Extracted text |
## begin

From that point forward until late March I only took stick baits with me. So I wasn't tempted to go back into my ways. Don't get me wrong a few nights I'd barrow my buddy's swims when that's all they seamed to want. But those nights guys tossing sticks seemed to be the only way it's what I stuck with. By the time the next fall rolled around I hardly wanted to fish any other way. And started really constantly catching jerk bait fish.
You have to delicate yourself to it and gain some confidence. With out the confidence it's hard to keep using it. And confidence is a huge part of catching extremely cold water saugeye.


----------



## HeaVyMeTaLFiSHinGFiEnD (Oct 2, 2010)

Troy makes a great point as well. Take a bunch of jerkbaits you want to fish with and throw them in the water and let em sit for 20-30 minutes so they become acclimated to the water. What might of been tuned perfectly last trip doesnt mean it will be next time you go out.


----------



## Saugeyefisher (Jul 19, 2010)

HeaVyMeTaLFiSHinGFiEnD said:


> Troy makes a great point as well. Take a bunch of jerkbaits you want to fish with and throw them in the water and let em sit for 20-30 minutes so they become acclimated to the water. What might of been tuned perfectly last trip doesnt mean it will be next time you go out.


It's crazy. They rise/float/suspend different in different parts of the lake on the same night. Gotta really be watching them an paying attention.... 
Another thing I'll do is watch the bait. Normally this time of year if you around fish there is visible bait present. Do what there doing,mimic them.


----------



## Cobe24 (Sep 14, 2007)

There are days at Indian where deadsticking is the technique and some of my best days have been 10-15 second pauses. Also, let the current do the work. Couple nights ago was a definite float in the current and reel up the slack type of deadstick night. However, most nights at Indian, you are just fine with a 5 second pause or less due to the shallow water.


----------



## 1basshunter (Mar 27, 2011)

There is a guy that I fish with all the time and never dead sticks just a slow steady retrieving and that guy can kill them doing it.


----------



## Mr. A (Apr 23, 2012)

Saugeyefisher said:


> It's crazy. They rise/float/suspend different in different parts of the lake on the same night. Gotta really be watching them an paying attention....
> Another thing I'll do is watch the bait. Normally this time of year if you around fish there is visible bait present. Do what there doing,mimic them.


When I get new lures for the Walking Dead fish I throw them in the freezer and keep them in the cold on the easy to the lake. It takes less time for them to acclimate to the water that way. 

Then it's a simple task of using lead wire around the treble hooks to get them to suspend right. Hope that helps! 

Tight lines

Sent from my SM-N986U using Ohio Game Fishing mobile app


----------



## fishslim (Apr 28, 2005)

## end

Extracted records |
## begin

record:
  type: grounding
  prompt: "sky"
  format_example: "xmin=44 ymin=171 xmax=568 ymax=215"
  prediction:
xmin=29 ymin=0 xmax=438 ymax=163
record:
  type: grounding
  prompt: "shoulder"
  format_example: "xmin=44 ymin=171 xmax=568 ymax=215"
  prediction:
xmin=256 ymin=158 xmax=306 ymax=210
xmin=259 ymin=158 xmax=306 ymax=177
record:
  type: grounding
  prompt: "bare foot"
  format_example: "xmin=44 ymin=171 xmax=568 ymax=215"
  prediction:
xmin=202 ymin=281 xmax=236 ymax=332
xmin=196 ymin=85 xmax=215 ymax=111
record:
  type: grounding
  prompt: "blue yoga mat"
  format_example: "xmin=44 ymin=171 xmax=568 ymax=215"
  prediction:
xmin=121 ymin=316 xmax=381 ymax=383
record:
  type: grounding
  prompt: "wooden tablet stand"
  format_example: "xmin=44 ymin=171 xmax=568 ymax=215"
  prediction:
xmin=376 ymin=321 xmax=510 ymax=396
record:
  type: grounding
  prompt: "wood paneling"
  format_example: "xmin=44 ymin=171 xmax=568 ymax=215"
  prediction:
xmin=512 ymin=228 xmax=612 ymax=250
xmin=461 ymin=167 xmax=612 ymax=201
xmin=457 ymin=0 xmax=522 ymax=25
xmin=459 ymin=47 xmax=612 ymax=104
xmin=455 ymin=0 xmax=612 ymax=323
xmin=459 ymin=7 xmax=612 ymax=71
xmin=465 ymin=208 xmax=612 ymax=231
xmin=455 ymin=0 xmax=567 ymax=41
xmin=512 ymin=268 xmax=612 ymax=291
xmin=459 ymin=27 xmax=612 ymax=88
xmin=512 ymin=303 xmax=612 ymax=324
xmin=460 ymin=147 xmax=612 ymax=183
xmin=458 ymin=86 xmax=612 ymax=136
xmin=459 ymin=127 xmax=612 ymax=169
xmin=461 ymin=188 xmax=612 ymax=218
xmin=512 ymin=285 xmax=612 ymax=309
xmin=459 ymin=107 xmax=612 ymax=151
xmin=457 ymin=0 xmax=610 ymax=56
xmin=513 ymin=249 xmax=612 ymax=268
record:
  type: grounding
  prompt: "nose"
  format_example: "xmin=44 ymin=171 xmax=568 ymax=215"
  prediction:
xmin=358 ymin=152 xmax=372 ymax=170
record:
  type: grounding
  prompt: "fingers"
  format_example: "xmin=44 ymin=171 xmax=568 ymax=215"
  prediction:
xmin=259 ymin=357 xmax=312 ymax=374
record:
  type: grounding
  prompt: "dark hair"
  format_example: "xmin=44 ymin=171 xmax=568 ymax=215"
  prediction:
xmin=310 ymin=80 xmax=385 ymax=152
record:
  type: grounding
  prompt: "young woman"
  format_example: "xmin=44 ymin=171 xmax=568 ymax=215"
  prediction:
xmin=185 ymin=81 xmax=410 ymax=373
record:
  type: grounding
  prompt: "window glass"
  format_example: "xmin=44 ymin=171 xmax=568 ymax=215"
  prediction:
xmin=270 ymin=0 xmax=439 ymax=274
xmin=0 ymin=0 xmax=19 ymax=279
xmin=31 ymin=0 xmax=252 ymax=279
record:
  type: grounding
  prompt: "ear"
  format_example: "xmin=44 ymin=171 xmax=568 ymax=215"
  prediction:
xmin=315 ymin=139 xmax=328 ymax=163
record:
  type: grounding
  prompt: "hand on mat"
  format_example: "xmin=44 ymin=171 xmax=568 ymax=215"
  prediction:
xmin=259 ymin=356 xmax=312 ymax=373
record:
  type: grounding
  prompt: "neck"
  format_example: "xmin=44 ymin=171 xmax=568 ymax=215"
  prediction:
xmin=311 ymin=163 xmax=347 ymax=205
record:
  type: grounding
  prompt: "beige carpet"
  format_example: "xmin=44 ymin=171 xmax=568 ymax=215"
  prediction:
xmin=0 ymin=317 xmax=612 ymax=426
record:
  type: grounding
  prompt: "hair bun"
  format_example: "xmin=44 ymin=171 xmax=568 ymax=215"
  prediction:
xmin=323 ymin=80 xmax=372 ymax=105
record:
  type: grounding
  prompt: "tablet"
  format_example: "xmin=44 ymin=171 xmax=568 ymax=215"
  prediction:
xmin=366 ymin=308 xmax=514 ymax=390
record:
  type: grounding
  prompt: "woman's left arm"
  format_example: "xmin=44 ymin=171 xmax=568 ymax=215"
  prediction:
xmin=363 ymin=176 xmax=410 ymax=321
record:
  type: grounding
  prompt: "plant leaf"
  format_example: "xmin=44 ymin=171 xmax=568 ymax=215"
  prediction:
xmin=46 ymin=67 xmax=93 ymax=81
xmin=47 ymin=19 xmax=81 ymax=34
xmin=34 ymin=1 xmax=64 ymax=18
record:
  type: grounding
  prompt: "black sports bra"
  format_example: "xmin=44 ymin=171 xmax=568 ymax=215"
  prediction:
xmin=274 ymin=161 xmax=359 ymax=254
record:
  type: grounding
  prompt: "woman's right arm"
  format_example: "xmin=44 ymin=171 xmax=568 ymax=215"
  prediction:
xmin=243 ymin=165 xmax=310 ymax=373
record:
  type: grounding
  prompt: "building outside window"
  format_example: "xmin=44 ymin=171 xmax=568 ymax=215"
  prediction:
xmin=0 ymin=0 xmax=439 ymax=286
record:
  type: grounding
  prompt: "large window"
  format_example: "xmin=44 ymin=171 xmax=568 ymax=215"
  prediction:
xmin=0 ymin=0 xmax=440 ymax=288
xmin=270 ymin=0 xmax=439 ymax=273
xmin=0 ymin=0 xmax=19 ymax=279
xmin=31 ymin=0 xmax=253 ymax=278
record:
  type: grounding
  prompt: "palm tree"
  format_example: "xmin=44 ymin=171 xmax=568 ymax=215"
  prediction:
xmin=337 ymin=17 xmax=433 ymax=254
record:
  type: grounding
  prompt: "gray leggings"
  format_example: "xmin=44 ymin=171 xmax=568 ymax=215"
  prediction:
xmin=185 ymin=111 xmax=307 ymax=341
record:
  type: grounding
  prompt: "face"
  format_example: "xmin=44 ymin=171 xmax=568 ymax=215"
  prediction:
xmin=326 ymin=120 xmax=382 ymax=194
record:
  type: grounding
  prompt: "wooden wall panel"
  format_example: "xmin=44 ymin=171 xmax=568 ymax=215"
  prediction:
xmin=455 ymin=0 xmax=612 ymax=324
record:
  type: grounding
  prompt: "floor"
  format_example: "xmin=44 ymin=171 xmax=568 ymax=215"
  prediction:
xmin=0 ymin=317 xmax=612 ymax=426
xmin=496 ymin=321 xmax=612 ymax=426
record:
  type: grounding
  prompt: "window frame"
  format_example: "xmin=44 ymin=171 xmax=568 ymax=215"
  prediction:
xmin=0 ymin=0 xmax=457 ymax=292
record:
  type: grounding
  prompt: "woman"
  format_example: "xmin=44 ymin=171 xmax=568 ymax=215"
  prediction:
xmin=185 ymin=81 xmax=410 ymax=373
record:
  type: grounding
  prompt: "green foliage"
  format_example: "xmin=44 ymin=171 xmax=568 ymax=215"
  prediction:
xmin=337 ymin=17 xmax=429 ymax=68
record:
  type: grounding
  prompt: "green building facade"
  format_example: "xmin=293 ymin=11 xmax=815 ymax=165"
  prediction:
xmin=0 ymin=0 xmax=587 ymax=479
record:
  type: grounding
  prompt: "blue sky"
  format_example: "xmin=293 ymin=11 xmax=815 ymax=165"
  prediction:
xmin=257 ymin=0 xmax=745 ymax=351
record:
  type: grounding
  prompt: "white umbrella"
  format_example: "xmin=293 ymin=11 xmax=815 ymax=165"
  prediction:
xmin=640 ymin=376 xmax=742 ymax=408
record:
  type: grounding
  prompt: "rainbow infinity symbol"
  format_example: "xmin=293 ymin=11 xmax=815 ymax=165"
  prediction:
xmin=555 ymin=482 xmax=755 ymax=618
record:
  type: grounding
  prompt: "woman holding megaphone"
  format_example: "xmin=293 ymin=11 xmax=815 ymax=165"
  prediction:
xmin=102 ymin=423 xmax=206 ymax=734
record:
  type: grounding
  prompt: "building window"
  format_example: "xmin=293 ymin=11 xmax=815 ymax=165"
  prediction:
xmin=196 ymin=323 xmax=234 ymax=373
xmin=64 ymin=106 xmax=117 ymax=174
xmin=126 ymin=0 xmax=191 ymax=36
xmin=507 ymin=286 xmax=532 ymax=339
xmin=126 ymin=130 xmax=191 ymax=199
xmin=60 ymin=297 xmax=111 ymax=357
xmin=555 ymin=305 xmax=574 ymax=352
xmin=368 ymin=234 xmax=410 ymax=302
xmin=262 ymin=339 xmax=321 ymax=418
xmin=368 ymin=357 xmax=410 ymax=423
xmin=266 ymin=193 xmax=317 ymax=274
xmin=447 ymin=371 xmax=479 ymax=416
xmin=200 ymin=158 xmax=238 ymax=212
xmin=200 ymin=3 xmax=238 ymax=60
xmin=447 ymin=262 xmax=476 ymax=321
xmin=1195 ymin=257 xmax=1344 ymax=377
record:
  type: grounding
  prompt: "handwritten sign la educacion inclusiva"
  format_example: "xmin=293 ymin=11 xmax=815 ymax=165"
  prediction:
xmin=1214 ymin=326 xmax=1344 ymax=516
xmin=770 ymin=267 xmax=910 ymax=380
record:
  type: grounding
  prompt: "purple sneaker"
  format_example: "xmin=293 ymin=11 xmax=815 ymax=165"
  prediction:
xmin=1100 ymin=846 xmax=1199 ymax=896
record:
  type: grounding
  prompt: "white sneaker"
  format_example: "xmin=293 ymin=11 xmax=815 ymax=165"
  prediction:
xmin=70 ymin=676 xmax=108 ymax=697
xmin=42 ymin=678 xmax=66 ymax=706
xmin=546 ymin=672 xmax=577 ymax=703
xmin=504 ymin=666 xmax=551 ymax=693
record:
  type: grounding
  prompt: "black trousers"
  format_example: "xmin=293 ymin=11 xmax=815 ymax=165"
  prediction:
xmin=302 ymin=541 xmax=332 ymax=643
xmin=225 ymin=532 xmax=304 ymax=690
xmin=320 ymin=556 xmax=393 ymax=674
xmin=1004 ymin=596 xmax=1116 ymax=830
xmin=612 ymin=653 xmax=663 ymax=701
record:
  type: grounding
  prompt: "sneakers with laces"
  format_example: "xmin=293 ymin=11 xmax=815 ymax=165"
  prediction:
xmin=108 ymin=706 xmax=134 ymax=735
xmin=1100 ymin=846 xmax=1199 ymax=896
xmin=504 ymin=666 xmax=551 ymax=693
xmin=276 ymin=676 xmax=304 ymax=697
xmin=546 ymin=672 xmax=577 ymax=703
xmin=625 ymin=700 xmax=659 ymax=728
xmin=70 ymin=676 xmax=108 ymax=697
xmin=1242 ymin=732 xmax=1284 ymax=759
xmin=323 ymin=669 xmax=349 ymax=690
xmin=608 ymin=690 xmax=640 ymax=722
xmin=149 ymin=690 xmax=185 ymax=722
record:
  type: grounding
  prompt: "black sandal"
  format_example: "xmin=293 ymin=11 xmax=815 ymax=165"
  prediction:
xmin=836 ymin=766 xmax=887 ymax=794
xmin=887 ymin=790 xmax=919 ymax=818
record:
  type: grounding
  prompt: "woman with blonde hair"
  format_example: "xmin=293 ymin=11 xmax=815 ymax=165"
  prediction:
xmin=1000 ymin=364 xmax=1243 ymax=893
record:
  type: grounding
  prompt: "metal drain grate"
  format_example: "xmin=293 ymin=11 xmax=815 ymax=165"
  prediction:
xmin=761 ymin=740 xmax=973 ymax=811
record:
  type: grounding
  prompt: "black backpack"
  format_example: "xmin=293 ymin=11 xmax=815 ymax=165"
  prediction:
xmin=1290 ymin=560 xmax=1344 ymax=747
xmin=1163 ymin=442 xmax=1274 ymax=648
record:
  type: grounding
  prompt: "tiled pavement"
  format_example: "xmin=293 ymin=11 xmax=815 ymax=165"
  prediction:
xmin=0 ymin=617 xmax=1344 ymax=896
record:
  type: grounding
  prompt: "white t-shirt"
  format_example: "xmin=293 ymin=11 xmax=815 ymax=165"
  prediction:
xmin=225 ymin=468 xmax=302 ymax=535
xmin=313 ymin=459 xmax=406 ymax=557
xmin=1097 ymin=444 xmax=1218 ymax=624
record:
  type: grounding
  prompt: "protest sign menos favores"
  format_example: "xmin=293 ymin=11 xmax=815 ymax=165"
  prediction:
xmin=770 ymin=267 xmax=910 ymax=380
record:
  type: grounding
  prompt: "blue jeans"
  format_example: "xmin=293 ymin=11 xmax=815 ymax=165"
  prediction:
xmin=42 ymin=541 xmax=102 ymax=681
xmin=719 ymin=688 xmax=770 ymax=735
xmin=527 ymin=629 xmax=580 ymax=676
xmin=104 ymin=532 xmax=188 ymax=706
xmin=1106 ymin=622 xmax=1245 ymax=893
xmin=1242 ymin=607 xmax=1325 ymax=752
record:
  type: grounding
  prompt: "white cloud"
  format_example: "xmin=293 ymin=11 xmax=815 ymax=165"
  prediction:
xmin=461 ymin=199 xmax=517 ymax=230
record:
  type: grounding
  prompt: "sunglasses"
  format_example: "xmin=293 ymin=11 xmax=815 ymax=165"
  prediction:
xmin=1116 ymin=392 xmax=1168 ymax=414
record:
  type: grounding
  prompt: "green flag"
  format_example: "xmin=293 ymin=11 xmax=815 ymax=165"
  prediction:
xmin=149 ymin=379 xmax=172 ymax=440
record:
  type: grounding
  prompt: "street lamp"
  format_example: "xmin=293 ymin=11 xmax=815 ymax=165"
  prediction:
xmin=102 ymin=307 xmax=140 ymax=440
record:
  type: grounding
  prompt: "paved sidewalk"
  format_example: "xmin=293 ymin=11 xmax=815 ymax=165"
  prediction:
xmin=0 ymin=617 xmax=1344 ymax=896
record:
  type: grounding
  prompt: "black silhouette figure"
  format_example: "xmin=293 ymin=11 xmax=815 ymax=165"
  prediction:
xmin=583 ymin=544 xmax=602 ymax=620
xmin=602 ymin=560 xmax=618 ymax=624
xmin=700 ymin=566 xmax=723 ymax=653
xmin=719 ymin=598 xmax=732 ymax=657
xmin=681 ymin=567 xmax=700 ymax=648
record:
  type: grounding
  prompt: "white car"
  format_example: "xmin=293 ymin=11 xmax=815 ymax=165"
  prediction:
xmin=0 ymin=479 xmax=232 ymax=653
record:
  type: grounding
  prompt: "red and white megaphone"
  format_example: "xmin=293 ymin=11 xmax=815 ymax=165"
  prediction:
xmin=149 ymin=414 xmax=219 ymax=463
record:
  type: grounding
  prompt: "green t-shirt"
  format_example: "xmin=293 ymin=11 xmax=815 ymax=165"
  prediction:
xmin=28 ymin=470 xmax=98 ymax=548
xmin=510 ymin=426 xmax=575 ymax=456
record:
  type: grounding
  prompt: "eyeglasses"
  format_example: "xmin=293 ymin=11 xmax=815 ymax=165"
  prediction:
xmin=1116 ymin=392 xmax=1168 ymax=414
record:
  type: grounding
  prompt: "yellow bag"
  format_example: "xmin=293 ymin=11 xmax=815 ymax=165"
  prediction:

## end

Objectives |
A) Switch "grounding" to "detection" throughout the records, from the first line of the records through the line holding "xmin=376 ymin=321 xmax=510 ymax=396", inclusive. Return only those lines, otherwise unchanged.
B) Resume the forum thread on jerkbait fishing for saugeye from the point where it stops.
The fishing text and the records have no connection to each other.

Task-by-task answers |
A)
record:
  type: detection
  prompt: "sky"
  format_example: "xmin=44 ymin=171 xmax=568 ymax=215"
  prediction:
xmin=29 ymin=0 xmax=438 ymax=163
record:
  type: detection
  prompt: "shoulder"
  format_example: "xmin=44 ymin=171 xmax=568 ymax=215"
  prediction:
xmin=256 ymin=158 xmax=306 ymax=210
xmin=259 ymin=158 xmax=306 ymax=177
record:
  type: detection
  prompt: "bare foot"
  format_example: "xmin=44 ymin=171 xmax=568 ymax=215"
  prediction:
xmin=202 ymin=281 xmax=236 ymax=332
xmin=196 ymin=85 xmax=215 ymax=111
record:
  type: detection
  prompt: "blue yoga mat"
  format_example: "xmin=44 ymin=171 xmax=568 ymax=215"
  prediction:
xmin=121 ymin=316 xmax=381 ymax=383
record:
  type: detection
  prompt: "wooden tablet stand"
  format_example: "xmin=44 ymin=171 xmax=568 ymax=215"
  prediction:
xmin=376 ymin=321 xmax=510 ymax=396

B)
Southernsaug said:


> I will weigh in here. I know exactly what you mean and I find myself in the same situation in cold water. Although I have posted a good bit on the jerk bait discussions, I am not a lure tuner or a big follower of the dead sticking methods. Sure I try it a fair amount, but it is not the focus of my efforts. I typically tell people I roll my baiits or wobble would be another term. I believe what works best is what you do most. My opinion is find active fish and then it won't matter so much how fine tuned your stick bait is. I imagine the guys who focus so intently on fine tuned lures and techniques do catch fish at times, that I do not, but I get my share and my feelings are not hurt to go home with an empty basket. I have stood toe to toe with dead stickers many times and finished my night with a limit. I look for active fish, and that will get you more action then doggedly pounding the water with one precise method. I know I wouldn't win many tournaments or contest, but my freezer is full. I work at the techniques I am comfortable with and recommend that is what you do. If you don't like someone else's methods you most likely won't do it right. On most nights I will get threes cast and retrieves for every one a dead sticker gets. What happens is I get less strikes per cast, but I get in three times the retrieves and it usually balances out. The only tuning i do is on a new lure, if it doesn't run out of the box I tune it right at the water I am fishing. You will not find me in a bath tub fine tuning lures. There is nothing wrong with it, I am just too lazy to spend the time. So far it hasn't kept me from catching fish. I say picking the right spot at the right time will yield more fish then a perfectly tuned lure. Don't work the fun out of fishing. Do what you enjoy, whether that's taking pride in fine tuning lures and dead stick techiques or just grabbing a pole and bait and flinging it.


Iove your post and I agree dead sticking is a coldddd water technique with long pauses. You mentioned a key thing finding active fish.
First let's clarify you are more southern Ohio correct?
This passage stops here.